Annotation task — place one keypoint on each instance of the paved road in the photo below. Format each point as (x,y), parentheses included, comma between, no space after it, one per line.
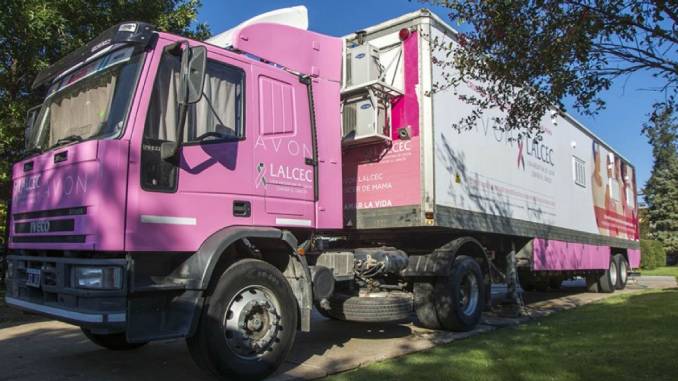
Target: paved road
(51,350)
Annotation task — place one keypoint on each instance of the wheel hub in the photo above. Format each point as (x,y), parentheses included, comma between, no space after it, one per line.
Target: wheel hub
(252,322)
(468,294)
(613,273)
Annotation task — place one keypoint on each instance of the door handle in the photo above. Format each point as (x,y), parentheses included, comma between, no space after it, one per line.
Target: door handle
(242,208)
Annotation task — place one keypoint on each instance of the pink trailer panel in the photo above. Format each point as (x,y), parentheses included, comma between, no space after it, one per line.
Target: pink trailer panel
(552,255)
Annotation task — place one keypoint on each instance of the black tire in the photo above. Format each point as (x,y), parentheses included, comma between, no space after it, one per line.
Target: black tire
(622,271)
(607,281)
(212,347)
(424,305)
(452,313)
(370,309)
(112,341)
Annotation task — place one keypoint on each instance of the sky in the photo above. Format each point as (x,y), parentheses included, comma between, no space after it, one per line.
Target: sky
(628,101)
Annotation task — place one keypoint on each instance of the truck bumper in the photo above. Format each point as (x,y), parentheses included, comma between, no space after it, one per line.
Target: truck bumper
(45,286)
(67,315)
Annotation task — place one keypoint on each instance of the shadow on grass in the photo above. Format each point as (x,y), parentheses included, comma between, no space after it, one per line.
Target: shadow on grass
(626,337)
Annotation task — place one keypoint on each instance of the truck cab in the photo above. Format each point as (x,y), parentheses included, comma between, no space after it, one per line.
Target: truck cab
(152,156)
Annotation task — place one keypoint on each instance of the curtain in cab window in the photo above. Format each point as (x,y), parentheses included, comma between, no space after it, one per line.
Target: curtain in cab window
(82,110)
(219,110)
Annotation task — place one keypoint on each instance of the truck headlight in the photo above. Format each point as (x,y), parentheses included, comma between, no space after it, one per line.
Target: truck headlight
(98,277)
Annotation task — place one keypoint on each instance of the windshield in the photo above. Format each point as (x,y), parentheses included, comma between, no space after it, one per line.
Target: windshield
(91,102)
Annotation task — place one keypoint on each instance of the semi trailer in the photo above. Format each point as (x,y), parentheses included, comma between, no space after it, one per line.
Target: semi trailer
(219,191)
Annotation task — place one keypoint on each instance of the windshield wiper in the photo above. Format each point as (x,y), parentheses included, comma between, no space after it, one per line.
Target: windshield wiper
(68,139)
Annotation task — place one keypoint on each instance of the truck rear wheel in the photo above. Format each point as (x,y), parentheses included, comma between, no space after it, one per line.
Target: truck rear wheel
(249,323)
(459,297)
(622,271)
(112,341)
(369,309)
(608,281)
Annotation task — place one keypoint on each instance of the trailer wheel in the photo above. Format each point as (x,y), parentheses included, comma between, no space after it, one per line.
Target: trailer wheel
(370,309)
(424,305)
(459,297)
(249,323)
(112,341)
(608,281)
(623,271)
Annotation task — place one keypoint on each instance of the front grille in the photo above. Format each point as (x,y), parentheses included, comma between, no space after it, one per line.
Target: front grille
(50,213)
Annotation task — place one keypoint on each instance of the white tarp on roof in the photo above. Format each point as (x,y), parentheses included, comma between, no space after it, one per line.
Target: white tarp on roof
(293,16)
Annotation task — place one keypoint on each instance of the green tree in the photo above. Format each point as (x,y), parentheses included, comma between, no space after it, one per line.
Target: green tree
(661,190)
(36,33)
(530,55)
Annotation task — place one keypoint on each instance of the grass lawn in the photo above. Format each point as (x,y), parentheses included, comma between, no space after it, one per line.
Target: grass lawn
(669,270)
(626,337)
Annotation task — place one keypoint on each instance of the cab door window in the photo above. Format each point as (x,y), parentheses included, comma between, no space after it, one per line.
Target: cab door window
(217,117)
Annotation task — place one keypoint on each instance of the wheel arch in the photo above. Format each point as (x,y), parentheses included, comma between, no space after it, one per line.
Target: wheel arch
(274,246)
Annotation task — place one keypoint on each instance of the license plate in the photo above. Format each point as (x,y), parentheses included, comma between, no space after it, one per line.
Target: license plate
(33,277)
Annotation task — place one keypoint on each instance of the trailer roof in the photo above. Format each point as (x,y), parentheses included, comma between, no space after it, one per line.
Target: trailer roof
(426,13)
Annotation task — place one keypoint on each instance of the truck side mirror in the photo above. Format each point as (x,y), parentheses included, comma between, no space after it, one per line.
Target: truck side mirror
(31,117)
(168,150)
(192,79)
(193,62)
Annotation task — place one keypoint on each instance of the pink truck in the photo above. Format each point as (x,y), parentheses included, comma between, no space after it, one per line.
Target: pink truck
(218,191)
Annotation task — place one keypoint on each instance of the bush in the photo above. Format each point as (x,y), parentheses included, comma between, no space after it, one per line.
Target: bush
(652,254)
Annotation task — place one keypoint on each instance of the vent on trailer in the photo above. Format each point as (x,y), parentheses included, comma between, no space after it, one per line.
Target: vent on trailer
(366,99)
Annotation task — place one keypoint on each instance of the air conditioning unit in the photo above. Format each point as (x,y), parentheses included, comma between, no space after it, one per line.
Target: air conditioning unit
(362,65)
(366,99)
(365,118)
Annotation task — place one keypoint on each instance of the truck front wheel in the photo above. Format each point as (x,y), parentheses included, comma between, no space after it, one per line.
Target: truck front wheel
....
▶ [Aim]: Leave the images out, please, and restate each line word for word.

▶ [Answer to the task]:
Annotation task — place one keypoint on each instance of the paved road in the photo below. Format each point as (x,y), parentheses included, comma between, no space after it, one per line.
Target: paved road
(51,350)
Annotation task — place one keypoint on each instance of the wheel hub in the photo above. Format each point as (x,y), parentheses included, comma between, no space after it, one per line.
Target: wheel hub
(252,322)
(468,294)
(613,273)
Annotation task — place one keypoint on each instance of the door handle in the photo above. Format each point as (x,y), parentheses included, comma between, no space after it, one per line.
Target: door handle
(242,208)
Annotation task — place one keypoint on each instance of the pink trailer panel in the photo above. Format each point as (x,y), parentheses included, comma between, no space after it, one per line.
Target: pink trailer panel
(552,255)
Annotation task — place one keypoint on each instance of the black tire in the photo above. Format each point as (x,y), parentheses included, comma between, no space after it, one per line.
Target: black tire
(622,271)
(607,281)
(212,347)
(424,305)
(452,313)
(370,309)
(112,341)
Annotation task — place one keypoint on each instance of the sky in the photo above. Format each point as (x,y), parentheses included, comma between, no space after it, one per line.
Target: sky
(628,101)
Annotation task — place one keypoint on each instance of the truck bumper in the photo above. Format each point as (x,y), parentheses included, comma between, no space after it, one per line.
Target: truck bumper
(45,286)
(67,315)
Annotation task — place one keypoint on each instance of the shadow on grass in the photo above. Format each point as (x,y), parentheses included, comma between, no space after it, one per line.
Target: shadow on grass
(626,337)
Annotation task — place one keypoint on each instance of the truck cab in the photo above. Format each point as (x,y), parentheses included, comma between, no space after it, one per line.
Target: truck cab
(152,156)
Annotation task — place one keypoint on each instance of the curtain in cab window in the photo above. Format each point as (x,y), parentheses included, comma between, no space after it, one per line.
Target: curtain in cab window
(82,110)
(219,110)
Annotation task — place one keypoint on each instance of the truck headlight in the photo above. Format each point as (x,y), parentheses included, comma between, no space after it, one per line.
Target: truck headlight
(98,277)
Annotation task — place one keypoint on each instance of the windshield in the photo above. Format each point as (x,y), parentheses included, comma between, no space after it, one per line.
Target: windshield
(91,102)
Annotation task — place one keypoint on each instance of the semi trailer in the photo above. Format each point as (x,y), parentheses included, comma between, no space after it, one per line.
Target: semi trailer
(219,191)
Annotation task — place one keypoint on each instance of the windshield wiper in the photo above. Format each point as (x,y), parentheses included, comma between, no space after it, one per line.
Target: windshield wiper
(68,139)
Annotation task — place one keypoint on each instance of the truck rear wheel in the photo above. Format each point as (x,y), parentheses included, comma between, no space after it, one per line.
Target: truck rear wheel
(249,323)
(459,297)
(622,271)
(112,341)
(369,309)
(608,281)
Annotation task — place one keypoint on each instance of the trailer wheel in the photo above. Format each point as (x,y), parentheses included, comma between, no space after it, one per line.
Target: trailer wheel
(370,309)
(424,305)
(459,297)
(249,323)
(112,341)
(608,281)
(623,271)
Annotation task — place one keypoint on each instance of the front grille in the photo above. Format each point as (x,y), parentheses included, comma between, no space after it, one per line.
Target: front grille
(50,213)
Annotation task — place one keypoint on each instance of the white tarp on roof in the photo above. Format each point as (x,y), parentheses included, comma between, no space after it, one per line.
Target: white tarp on roof
(293,16)
Annotation task — place one keypoint on each instance of the green tree in the photo above. Format each point as (x,y), parentheses included, comma between, no space after it, one per line.
Target: green tree
(661,190)
(36,33)
(530,55)
Annotation task — place one keypoint on each instance of the grass lawn in the photo above. Format each point as (x,y), parentheses included, comma between, no space after it, one per line.
Target: grass lawn
(669,270)
(626,337)
Annotation task — place one keypoint on each instance of the cab door window in the photo above. Format each point as (x,y), parentheses included, comma between, no space after it, one per line.
Target: cab door window
(217,117)
Annotation task — place one keypoint on each instance of the wheel arch in the photo above. Format each point as (x,y), parentheses included, comma between, no space after it, one per line.
Target: wheel arch
(274,246)
Annotation task — place one keypoint on each instance of the license plate in the photo above. Format each point as (x,y), parentheses included, comma between, no space after it, one per line.
Target: license plate
(33,277)
Annotation task — place one keypoint on each instance of the trailer roof in the photo above. Format each point as (x,y), parentheses included, comma between, no space after it, one per line.
Target: trailer roof
(426,13)
Annotation task — place one keypoint on each instance of the truck side mirror in the photo above. Format each point as (x,y), parentheses included, comma between, no space after it, one per line.
Target: truck side mirror
(31,117)
(168,150)
(192,79)
(193,62)
Annotation task — place one keypoint on each instance of the pink truck in the photo above. Format each point as (x,y), parentheses included, comma between, no space after it, one per line.
Target: pink truck
(218,191)
Annotation task — place one keypoint on each instance of the bush in the photo above. Format each point as (x,y), parentheses included, comma between, no space after it, one per line.
Target: bush
(652,254)
Annotation task — place one keypoint on each instance of the vent on trailer in the photo above. Format each point as (x,y), parentheses included, comma between, no space after it, one per line.
Target: vent on trailer
(366,99)
Annotation task — place one keypoint on each instance of the air conditioning unit in the photo above. Format each point as (x,y), parentheses included, comma between, no space after it, one per line.
Target: air conditioning unit
(362,65)
(366,99)
(365,118)
Annotation task — place one keypoint on each instance of the truck front wheel in the photo above. Format each point as (x,y), parentheses included, comma between, no space after it, one per line.
Target: truck front wheel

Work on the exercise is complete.